[RECORDS FOR PROCESSING Boundary: Start]

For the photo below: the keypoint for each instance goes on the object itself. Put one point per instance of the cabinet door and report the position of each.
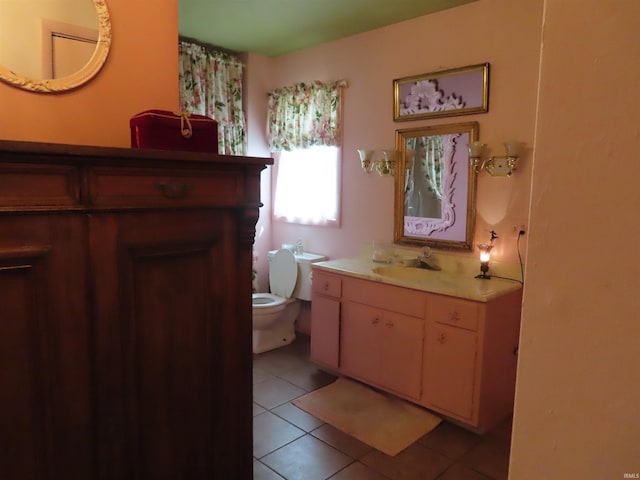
(450, 369)
(401, 346)
(361, 341)
(45, 419)
(382, 347)
(325, 330)
(173, 347)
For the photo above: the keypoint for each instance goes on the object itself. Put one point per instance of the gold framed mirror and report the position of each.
(36, 17)
(435, 186)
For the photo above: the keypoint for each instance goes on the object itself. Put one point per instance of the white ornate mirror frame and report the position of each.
(82, 76)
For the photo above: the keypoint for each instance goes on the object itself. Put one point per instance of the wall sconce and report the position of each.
(485, 256)
(501, 166)
(384, 166)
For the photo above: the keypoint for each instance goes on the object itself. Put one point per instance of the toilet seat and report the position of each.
(266, 300)
(283, 273)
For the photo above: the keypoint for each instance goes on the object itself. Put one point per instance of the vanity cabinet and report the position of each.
(452, 355)
(325, 318)
(125, 287)
(381, 332)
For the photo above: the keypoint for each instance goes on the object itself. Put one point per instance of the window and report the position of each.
(303, 125)
(307, 186)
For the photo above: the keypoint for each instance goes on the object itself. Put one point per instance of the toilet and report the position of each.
(274, 314)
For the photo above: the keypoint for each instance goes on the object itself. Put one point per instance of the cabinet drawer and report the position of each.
(139, 187)
(388, 297)
(453, 311)
(33, 186)
(326, 284)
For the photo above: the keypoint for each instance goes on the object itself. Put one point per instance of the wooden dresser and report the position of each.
(125, 313)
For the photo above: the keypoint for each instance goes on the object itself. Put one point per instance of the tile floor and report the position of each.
(290, 444)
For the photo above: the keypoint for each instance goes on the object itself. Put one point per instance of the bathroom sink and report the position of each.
(409, 274)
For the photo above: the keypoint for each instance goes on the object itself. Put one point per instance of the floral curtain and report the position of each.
(211, 84)
(429, 159)
(304, 115)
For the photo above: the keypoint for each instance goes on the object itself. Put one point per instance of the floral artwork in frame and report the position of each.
(458, 91)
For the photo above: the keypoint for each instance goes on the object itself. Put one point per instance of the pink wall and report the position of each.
(502, 32)
(140, 73)
(577, 407)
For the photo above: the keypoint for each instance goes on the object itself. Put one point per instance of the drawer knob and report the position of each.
(174, 189)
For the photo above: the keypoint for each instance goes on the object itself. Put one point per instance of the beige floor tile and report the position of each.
(273, 392)
(307, 458)
(490, 457)
(340, 440)
(358, 471)
(298, 417)
(450, 440)
(415, 462)
(460, 472)
(270, 432)
(262, 472)
(307, 376)
(257, 409)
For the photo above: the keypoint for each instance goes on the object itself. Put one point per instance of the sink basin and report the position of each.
(410, 274)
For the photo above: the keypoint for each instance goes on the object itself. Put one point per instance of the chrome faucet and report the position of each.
(423, 260)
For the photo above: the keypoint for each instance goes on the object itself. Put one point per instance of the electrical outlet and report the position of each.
(520, 229)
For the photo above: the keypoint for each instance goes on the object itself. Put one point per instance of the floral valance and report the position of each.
(304, 115)
(211, 84)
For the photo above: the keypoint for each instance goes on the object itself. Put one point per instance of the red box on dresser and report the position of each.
(164, 130)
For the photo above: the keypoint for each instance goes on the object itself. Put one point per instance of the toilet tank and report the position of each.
(303, 284)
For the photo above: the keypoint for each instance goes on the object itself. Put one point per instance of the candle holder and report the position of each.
(485, 256)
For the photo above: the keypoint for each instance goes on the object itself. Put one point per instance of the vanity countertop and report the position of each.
(441, 282)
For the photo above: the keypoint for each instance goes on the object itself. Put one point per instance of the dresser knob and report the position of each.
(174, 189)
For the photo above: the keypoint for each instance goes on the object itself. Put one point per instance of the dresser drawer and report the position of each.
(38, 186)
(453, 311)
(122, 187)
(326, 284)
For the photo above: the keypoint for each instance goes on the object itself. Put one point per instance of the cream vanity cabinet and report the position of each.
(452, 355)
(126, 316)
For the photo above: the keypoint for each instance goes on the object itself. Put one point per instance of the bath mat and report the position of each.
(384, 422)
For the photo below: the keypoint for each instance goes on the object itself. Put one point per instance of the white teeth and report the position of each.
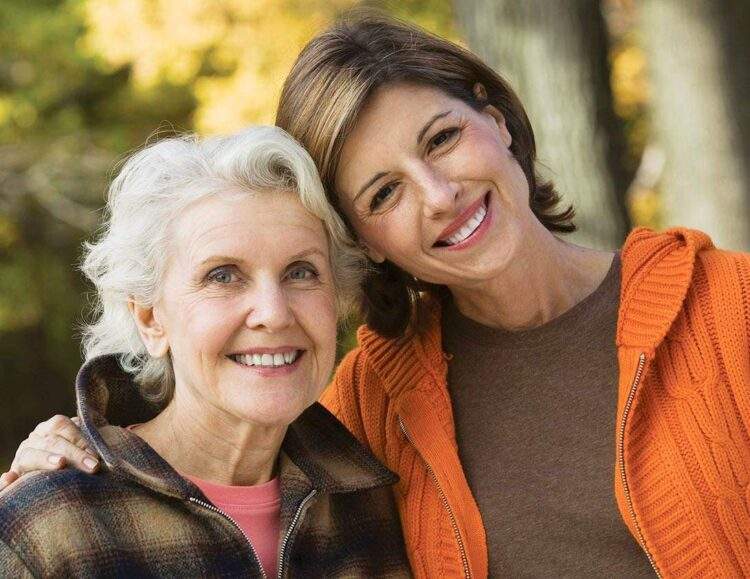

[RECORDS FOR PROCESSING Boundary: End]

> _WHAT YOU NEED TO DO_
Whenever a picture appears, leave it out, and return every record exactly.

> _FINISHED EXERCISE_
For the photo below: the keypoint for each instance goes on the object itself. Put one point per instance of the cabinet door and report the position of each.
(450, 369)
(401, 346)
(361, 341)
(45, 419)
(382, 347)
(325, 330)
(173, 347)
For the photo above: the keypoint for each instance goes on the object itself. Put one point per instance of the gold framed mirror and report the position of each.
(36, 17)
(435, 186)
For the photo above: the keypoint for each instance goes on the object itself. Put one point per instance of the white ornate mirror frame and report the position of each.
(82, 76)
For the photo above: the keypoint for each instance goes on the object itself. Put one point per instance of the wall sconce and report the position of each.
(485, 256)
(501, 166)
(384, 166)
For the photo above: the keypoint for each instance goes on the object itself. Put one point per instance of the toilet seat and report the position of each.
(266, 300)
(283, 273)
For the photo above: the keypoint for each instance goes on the object itself. Put one point per instance of the vanity cabinet and report the position of each.
(452, 355)
(325, 318)
(125, 287)
(381, 332)
For the photo above: the keypoint for each instance goes on the object itself. Put one point per instance of the window and report the position of each.
(303, 125)
(307, 186)
For the photo above: the keypoint for each instance goes on the object itself. Put one point per instance of the toilet and report the position of each.
(274, 314)
For the photo above: the keypoint for each instance goes on the object itself. Put one point per instance of the cabinet drawer and report the position of each.
(139, 187)
(388, 297)
(453, 311)
(33, 186)
(326, 284)
For the photo above: the keypoint for each instance goes on the object itself. Put one point per instance of the wooden dresser and report the position of each.
(125, 313)
For the photo above: the keypoint for each instance goes on the object itself. Put one point per instance of the tile floor and report the position of each.
(290, 444)
For the photo above: the keypoint for each instance goes on the object itself. Put one point per instance of the bathroom sink and report the position of each.
(409, 274)
For the photo above: the keypoint for each instance goes on the object itself. Put one point per instance of the floral curtain and report the position of each.
(211, 84)
(429, 159)
(304, 115)
For the photo above: the keypoint for each instance goes on the object itself. Put one point per instance of the floral artwork in frame and report the position of each.
(458, 91)
For the photo above: the keypoint for each instance goes on the object itself. Put one point per instance of the pink wall and report the position of each.
(502, 32)
(140, 73)
(577, 407)
For the photo above: the keypoint for each instance goes on the object itself. Put one point per instance of the drawer knob and report the position of each.
(174, 189)
For the photo above: the keypoint for each instance goes on the object itself. Put one point per instance of the beige floor tile and report the position of each.
(273, 392)
(307, 458)
(490, 457)
(340, 440)
(358, 471)
(298, 417)
(450, 440)
(415, 462)
(460, 472)
(270, 432)
(262, 472)
(307, 376)
(257, 409)
For the photo above: the keypoint for each instance goes on the object itself. Put one point per instance of the sink basin and report the position of each.
(410, 274)
For the photo above: the keypoint for each instance goes on the object itself. Put one point per instance of the chrome faucet and report the position of each.
(423, 260)
For the photo above: the keypoint for each instance goes on the object itself. Put one point per instance of the electrical outlet and report the position of each.
(520, 229)
For the photo above: the keypoint for each instance goes on the object itself. Put one point per instance of the floral valance and report the position of each.
(304, 115)
(211, 84)
For the photo above: the keypoint for each instance goes on the object itself. Put one point per instance of the red box on dresser and report the position of each.
(164, 130)
For the photo above: the keypoint for each instance goes on the object itself. Put one point per instance of the toilet tank and report the position of each.
(303, 284)
For the photo above: the keypoint for each instance goes on the object itself. Put one point per instance of the candle holder and report the position of each.
(485, 256)
For the photo above: the keypoint for each instance goes on the object itself. Put one point per instance of the vanity countertop and report the position of each.
(441, 282)
For the photo above: the keypoint for each instance goes on the object itself. Put one point per instance of the dresser knob and report the position of each.
(174, 189)
For the photo above: the keypoint for each instance goes on the object itself. Put one point per instance of the dresser drawer and report the position of each.
(38, 186)
(453, 311)
(122, 187)
(326, 284)
For the photo above: the keypoint for each instance goes on the object itself. Put one point per instance of the cream vanity cabinet and report the position of each.
(452, 355)
(126, 316)
For the photo above: the keypoint for each instance goes on the object itself. Put one point per instance of the bath mat and report the position of each.
(384, 422)
For the photo below: the keypoint for each instance goes on the object itself. Put one point per instance of the white teeth and report the position of each.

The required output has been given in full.